* [WHAT TO WORK ON]:
Render every line of the entries below as a JSON list of strings, with one string per line and no strings for blank lines.

* [INPUT FOR THIS TASK]:
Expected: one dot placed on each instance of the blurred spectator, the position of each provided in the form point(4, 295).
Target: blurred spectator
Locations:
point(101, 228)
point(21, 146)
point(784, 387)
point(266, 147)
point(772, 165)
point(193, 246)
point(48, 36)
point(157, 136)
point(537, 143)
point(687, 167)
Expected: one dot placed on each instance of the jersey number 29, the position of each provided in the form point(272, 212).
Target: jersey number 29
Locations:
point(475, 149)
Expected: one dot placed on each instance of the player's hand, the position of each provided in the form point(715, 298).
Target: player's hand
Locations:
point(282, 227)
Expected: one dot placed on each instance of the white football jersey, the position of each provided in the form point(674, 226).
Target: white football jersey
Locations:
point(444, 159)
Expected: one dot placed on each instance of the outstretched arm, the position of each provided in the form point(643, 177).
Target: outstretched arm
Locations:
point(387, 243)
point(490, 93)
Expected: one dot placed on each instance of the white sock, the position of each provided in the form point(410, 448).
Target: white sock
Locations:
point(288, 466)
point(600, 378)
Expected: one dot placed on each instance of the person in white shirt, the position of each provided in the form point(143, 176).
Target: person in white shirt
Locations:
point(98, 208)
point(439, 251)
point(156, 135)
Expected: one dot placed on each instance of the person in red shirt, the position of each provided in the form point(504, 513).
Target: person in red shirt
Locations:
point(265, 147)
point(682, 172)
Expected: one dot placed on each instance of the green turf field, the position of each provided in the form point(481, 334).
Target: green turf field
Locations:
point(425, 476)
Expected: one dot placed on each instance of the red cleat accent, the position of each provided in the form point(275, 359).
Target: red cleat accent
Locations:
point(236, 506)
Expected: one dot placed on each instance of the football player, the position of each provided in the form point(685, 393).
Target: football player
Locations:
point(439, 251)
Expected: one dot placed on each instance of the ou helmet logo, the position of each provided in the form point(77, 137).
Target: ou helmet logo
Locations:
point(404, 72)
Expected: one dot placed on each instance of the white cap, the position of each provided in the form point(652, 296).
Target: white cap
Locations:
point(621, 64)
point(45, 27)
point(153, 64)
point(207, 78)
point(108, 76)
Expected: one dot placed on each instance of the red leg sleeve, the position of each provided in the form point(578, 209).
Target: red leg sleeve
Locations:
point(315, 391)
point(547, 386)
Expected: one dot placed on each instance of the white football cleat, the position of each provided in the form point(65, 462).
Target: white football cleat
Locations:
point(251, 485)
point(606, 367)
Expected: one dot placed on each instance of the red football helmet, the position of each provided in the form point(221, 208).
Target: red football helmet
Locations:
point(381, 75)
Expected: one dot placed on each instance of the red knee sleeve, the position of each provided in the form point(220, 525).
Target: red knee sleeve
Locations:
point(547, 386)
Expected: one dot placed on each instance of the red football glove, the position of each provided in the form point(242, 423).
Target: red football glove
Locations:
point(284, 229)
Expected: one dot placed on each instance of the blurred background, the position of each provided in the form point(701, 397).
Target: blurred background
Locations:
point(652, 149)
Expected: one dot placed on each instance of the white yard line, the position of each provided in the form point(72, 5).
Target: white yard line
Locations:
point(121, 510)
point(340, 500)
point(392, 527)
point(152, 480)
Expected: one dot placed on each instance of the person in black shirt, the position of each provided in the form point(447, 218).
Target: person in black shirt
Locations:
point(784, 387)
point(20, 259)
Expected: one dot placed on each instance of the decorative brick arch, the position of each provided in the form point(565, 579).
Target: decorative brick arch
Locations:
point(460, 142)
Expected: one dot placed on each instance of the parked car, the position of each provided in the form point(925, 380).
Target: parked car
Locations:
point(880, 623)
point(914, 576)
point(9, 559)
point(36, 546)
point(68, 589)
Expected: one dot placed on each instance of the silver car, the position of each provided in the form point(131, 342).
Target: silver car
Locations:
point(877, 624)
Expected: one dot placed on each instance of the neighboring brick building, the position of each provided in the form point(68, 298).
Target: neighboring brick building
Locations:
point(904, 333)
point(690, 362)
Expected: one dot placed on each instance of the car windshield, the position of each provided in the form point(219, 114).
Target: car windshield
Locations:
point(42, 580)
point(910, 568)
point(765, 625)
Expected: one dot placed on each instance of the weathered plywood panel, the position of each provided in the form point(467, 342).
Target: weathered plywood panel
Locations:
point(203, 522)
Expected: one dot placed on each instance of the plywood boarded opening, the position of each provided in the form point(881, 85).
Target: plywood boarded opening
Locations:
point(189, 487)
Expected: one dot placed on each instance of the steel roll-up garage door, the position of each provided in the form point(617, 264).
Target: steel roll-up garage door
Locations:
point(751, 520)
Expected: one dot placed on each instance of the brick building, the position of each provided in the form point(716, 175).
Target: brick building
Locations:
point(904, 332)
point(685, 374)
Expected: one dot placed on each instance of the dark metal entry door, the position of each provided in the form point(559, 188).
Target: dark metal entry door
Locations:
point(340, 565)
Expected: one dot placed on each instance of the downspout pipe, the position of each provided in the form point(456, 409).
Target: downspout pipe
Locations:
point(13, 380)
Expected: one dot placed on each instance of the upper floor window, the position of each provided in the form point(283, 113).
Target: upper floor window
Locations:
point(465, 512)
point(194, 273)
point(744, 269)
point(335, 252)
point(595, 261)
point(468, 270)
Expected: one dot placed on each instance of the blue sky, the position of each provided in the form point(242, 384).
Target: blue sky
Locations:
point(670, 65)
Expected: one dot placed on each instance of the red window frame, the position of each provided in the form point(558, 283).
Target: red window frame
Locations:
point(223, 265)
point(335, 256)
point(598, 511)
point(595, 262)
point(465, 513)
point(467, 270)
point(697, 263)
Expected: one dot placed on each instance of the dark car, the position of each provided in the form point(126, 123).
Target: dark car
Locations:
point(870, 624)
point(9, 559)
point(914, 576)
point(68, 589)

* [FINAL RESULT]:
[
  "Expected: one dot placed on each instance of the blurred spectator, the position of each provided in the form point(4, 295).",
  "Target: blurred spectator",
  "Locations:",
  "point(101, 228)",
  "point(21, 146)",
  "point(784, 387)",
  "point(266, 147)",
  "point(772, 165)",
  "point(193, 246)",
  "point(48, 36)",
  "point(157, 136)",
  "point(537, 143)",
  "point(687, 167)",
  "Expected: one dot placed on each instance of the jersey number 29, the position of each provided in the form point(272, 212).",
  "Target: jersey number 29",
  "Locations:",
  "point(475, 149)",
  "Expected: one dot placed on each instance of the player's hand, the position of each provided in the form point(715, 298).",
  "Target: player's hand",
  "Locations:",
  "point(282, 227)",
  "Expected: one dot placed on each instance of the white football jersey, the position of each provided in the form point(674, 226).",
  "Target: white football jersey",
  "Locations:",
  "point(444, 159)",
  "Expected: one dot placed on each instance of the outstretched arm, the position of each provided in the form point(643, 177).",
  "Target: outstretched arm",
  "Locations:",
  "point(387, 243)",
  "point(490, 93)",
  "Expected: one dot placed on each instance of the white sock, the position of each provided in the form point(410, 448).",
  "Target: white sock",
  "Locations:",
  "point(288, 466)",
  "point(600, 378)",
  "Expected: one dot placed on each instance of the person in white shirt, the position of each provided in the form point(143, 176).",
  "Target: person in white shirt",
  "Locations:",
  "point(98, 208)",
  "point(439, 251)",
  "point(156, 135)",
  "Expected: one dot placed on each instance of the person in red shirt, the position of each provided in the form point(504, 513).",
  "Target: person in red shirt",
  "Locations:",
  "point(265, 147)",
  "point(682, 172)",
  "Expected: one dot placed on each instance of the green turf field, the position of each provided in the form point(481, 334).",
  "Target: green turf field",
  "Locations:",
  "point(425, 476)",
  "Expected: one dot placed on each instance of the red cleat accent, the position of each provided in the form point(275, 359).",
  "Target: red cleat accent",
  "Locations:",
  "point(236, 506)",
  "Expected: one dot placed on each instance of the football player, the position of each provided in the form point(685, 393).",
  "Target: football player",
  "Locations:",
  "point(439, 251)",
  "Expected: one dot placed on each instance of the ou helmet logo, the position of each provided in the form point(77, 137).",
  "Target: ou helmet logo",
  "Locations:",
  "point(404, 72)",
  "Expected: one dot placed on each instance of the white cap, the position of each provided in the form point(652, 296).",
  "Target: white cap",
  "Locations:",
  "point(621, 64)",
  "point(45, 27)",
  "point(153, 64)",
  "point(207, 78)",
  "point(108, 76)",
  "Expected: one dot placed on each instance of the red leg sleeve, the position of each provided in the form point(578, 209).",
  "Target: red leg sleeve",
  "Locations:",
  "point(315, 391)",
  "point(547, 386)",
  "Expected: one dot placed on each instance of the white football cleat, the position of each provided in the form point(65, 462).",
  "Target: white football cleat",
  "Locations:",
  "point(251, 485)",
  "point(606, 367)",
  "Expected: one dot placed on each instance of the red football helmet, the position of each provided in the form point(221, 208).",
  "Target: red football helmet",
  "Locations:",
  "point(381, 75)",
  "Expected: one dot placed on each instance of the red knee sleeve, the position of each provided in the form point(220, 525).",
  "Target: red knee sleeve",
  "Locations:",
  "point(547, 386)",
  "Expected: one dot placed on each instance of the red football glove, the position of each provided in the form point(242, 423).",
  "Target: red football glove",
  "Locations:",
  "point(284, 229)",
  "Expected: one dot placed on each instance of the blurred background, the position of each provided in the form point(701, 397).",
  "Target: blurred background",
  "Locations:",
  "point(652, 149)",
  "Expected: one dot placed on each instance of the white yard line, the position of each provided in the form point(72, 5).",
  "Target: white yard line",
  "Locations:",
  "point(121, 510)",
  "point(340, 500)",
  "point(392, 527)",
  "point(152, 480)",
  "Expected: one dot placed on each instance of the person in black shirt, the position of each provided in the form point(447, 218).",
  "Target: person in black shirt",
  "Locations:",
  "point(784, 387)",
  "point(20, 259)",
  "Expected: one dot placed on each instance of the decorative brick arch, the position of each provided in the form point(565, 579).",
  "Target: decorative brick arch",
  "Locations:",
  "point(460, 142)",
  "Expected: one dot placed on each instance of the parked car, the position of each provided in the form point(925, 380).",
  "Target: parked car",
  "Locations:",
  "point(880, 623)",
  "point(914, 576)",
  "point(9, 559)",
  "point(36, 546)",
  "point(68, 589)",
  "Expected: one dot placed on each instance of the silver car, the position of each provided in the form point(131, 342).",
  "Target: silver car",
  "Locations:",
  "point(877, 624)",
  "Expected: one dot placed on each instance of the neighboring brick building, the position of each provided in the form point(68, 298).",
  "Target: neighboring brick building",
  "Locations:",
  "point(904, 333)",
  "point(690, 362)",
  "Expected: one dot placed on each instance of the car windshield, the position of each provided in the form point(219, 114).",
  "Target: car windshield",
  "Locations:",
  "point(42, 580)",
  "point(910, 568)",
  "point(765, 625)",
  "Expected: one dot placed on each instance of the weathered plywood panel, the position of each provided in the form point(467, 342).",
  "Target: weathered plywood panel",
  "Locations:",
  "point(203, 522)",
  "Expected: one dot placed on each instance of the plywood boarded opening, the position of each provided in the form point(881, 85).",
  "Target: plywood boarded opening",
  "Locations:",
  "point(189, 487)",
  "Expected: one dot placed on each instance of the steel roll-up garage door, the position of each provided in the form point(617, 264).",
  "Target: steel roll-up garage door",
  "Locations:",
  "point(751, 520)",
  "Expected: one dot placed on each instance of the brick building, the position of each provided in the form point(716, 175).",
  "Target: brick building",
  "Locations:",
  "point(904, 332)",
  "point(685, 374)",
  "Expected: one dot placed on each instance of the dark metal entry door, the position of each provided in the form point(559, 188).",
  "Target: dark metal entry door",
  "Locations:",
  "point(340, 565)",
  "Expected: one dot placed on each instance of the downspout pipe, the position of each provided in the form point(456, 409).",
  "Target: downspout pipe",
  "Locations:",
  "point(13, 380)",
  "Expected: one dot placed on each instance of the upper floor window, the position of each provided in the form point(283, 113).",
  "Target: upper floor window",
  "Locations:",
  "point(465, 512)",
  "point(194, 273)",
  "point(744, 269)",
  "point(335, 252)",
  "point(595, 261)",
  "point(468, 270)",
  "Expected: one dot placed on each instance of the blue sky, the position of each provided in the form point(242, 384).",
  "Target: blue sky",
  "Locations:",
  "point(670, 65)",
  "Expected: one dot placed on each instance of the red window frame, the position of each provided in the form point(558, 283).",
  "Target: red window frame",
  "Locations:",
  "point(223, 265)",
  "point(335, 256)",
  "point(598, 511)",
  "point(595, 262)",
  "point(465, 513)",
  "point(467, 270)",
  "point(697, 263)",
  "Expected: one dot placed on each instance of the dark car, the position of each provided in the form point(126, 123).",
  "Target: dark car",
  "Locations:",
  "point(870, 624)",
  "point(9, 559)",
  "point(914, 576)",
  "point(68, 589)"
]